*Instruction*
Write out every line of the data below as a numbered list, skipping any blank lines.

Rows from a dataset
-- BEGIN --

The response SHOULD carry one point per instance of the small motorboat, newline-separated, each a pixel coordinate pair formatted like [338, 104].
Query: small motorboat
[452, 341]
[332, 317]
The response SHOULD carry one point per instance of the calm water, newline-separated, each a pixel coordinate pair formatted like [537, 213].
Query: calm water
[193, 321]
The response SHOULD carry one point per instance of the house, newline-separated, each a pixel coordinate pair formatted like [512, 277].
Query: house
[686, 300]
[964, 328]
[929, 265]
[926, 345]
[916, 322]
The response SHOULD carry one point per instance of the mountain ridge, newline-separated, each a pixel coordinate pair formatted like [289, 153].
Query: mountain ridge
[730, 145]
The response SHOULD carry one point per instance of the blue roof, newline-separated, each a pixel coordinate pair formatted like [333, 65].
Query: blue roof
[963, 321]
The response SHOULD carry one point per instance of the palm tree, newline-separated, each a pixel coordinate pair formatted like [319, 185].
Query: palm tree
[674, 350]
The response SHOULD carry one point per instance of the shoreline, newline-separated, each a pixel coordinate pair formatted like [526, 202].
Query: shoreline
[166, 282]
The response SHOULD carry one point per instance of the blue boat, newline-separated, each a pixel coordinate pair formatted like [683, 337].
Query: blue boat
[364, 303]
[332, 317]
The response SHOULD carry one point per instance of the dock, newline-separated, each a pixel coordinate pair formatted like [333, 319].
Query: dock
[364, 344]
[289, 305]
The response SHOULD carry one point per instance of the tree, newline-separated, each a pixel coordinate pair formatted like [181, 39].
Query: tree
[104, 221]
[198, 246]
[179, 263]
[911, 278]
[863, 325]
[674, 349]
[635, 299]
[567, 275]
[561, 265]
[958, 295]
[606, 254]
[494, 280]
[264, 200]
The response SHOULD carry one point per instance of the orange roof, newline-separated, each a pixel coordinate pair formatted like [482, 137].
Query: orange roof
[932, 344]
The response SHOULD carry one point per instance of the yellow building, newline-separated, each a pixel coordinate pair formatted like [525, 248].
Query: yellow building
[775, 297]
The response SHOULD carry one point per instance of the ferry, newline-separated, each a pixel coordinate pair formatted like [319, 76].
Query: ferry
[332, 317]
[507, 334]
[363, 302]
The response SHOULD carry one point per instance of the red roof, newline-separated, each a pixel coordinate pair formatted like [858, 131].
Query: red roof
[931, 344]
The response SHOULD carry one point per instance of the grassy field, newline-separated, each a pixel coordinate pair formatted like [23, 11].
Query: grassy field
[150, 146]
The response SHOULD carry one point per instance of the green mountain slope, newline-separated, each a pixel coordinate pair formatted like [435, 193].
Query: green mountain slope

-- END --

*Worked answer*
1. The response SHOULD carry one point per instance of the small motorboat, newline-separated, each a pixel coordinate pair formatted like [338, 104].
2. Query: small motorboat
3. [452, 341]
4. [332, 317]
5. The response SHOULD carry one point per instance of the calm water, newline-separated, each a pixel coordinate pair formatted like [537, 213].
6. Query: calm water
7. [193, 321]
8. The response SHOULD carry one point per instance of the house, newline-separated, each a pixel coordinate pair formatted like [512, 277].
9. Query: house
10. [686, 300]
11. [964, 328]
12. [929, 265]
13. [926, 345]
14. [916, 322]
15. The response SHOULD carry one point per instance of the mountain ridge, newline-separated, each a pixel coordinate pair formatted like [289, 153].
16. Query: mountain ridge
17. [730, 145]
18. The response SHOULD carry one point per instance of the blue roof, newline-separated, each a pixel coordinate pair formatted like [333, 65].
19. Query: blue roof
20. [963, 321]
21. The response SHOULD carry one point per instance of the palm tree, newline-separated, each a pixel coordinate pair formatted like [319, 185].
22. Query: palm tree
23. [674, 350]
24. The response SHOULD carry one point per instance of the shoreline, newline-separated, each a pixel coordinate pair formatted like [526, 202].
25. Query: shoreline
26. [166, 282]
27. The response SHOULD carry one point per instance of the blue boat, newline-separated, each a pixel coordinate pair formatted like [683, 337].
28. Query: blue boat
29. [364, 303]
30. [332, 317]
31. The response SHOULD carry one point per instance of the dock, newline-separated, each a pixel coordinate pair formatted like [333, 319].
32. Query: dock
33. [364, 344]
34. [289, 305]
35. The response SHOULD carry one point per instance of the tree, newline-separated, each a pixel coordinate pair formatted like [181, 39].
36. Query: tree
37. [104, 221]
38. [198, 246]
39. [179, 263]
40. [911, 278]
41. [863, 325]
42. [674, 349]
43. [635, 299]
44. [567, 275]
45. [561, 265]
46. [958, 295]
47. [606, 254]
48. [494, 280]
49. [264, 200]
50. The response SHOULD carry one point per instance of the orange roof, newline-separated, each a pixel coordinate pair formatted like [482, 137].
51. Query: orange roof
52. [932, 344]
53. The response SHOULD carry one point per instance of the yellow building, newline-separated, each a pixel coordinate pair formatted like [525, 248].
54. Query: yellow building
55. [775, 297]
56. The response SHOULD carry one point per instance of the ferry, newline-separated, each a pixel coordinate pair formatted like [319, 76].
57. Query: ferry
58. [332, 317]
59. [507, 334]
60. [363, 302]
61. The response SHOULD carry one point per instance of the red roof, newline-separated, each a pixel coordinate pair formatted like [858, 131].
62. Query: red roof
63. [931, 344]
64. The response SHOULD carry one point per instance of the grassy field, newline-separated, each a pixel coordinate pair formatted like [23, 11].
65. Query: grassy field
66. [150, 146]
67. The response SHOULD carry one point per instance of the green mountain slope, newline-separated, each a pixel coordinate pair formatted like [435, 193].
68. Query: green mountain slope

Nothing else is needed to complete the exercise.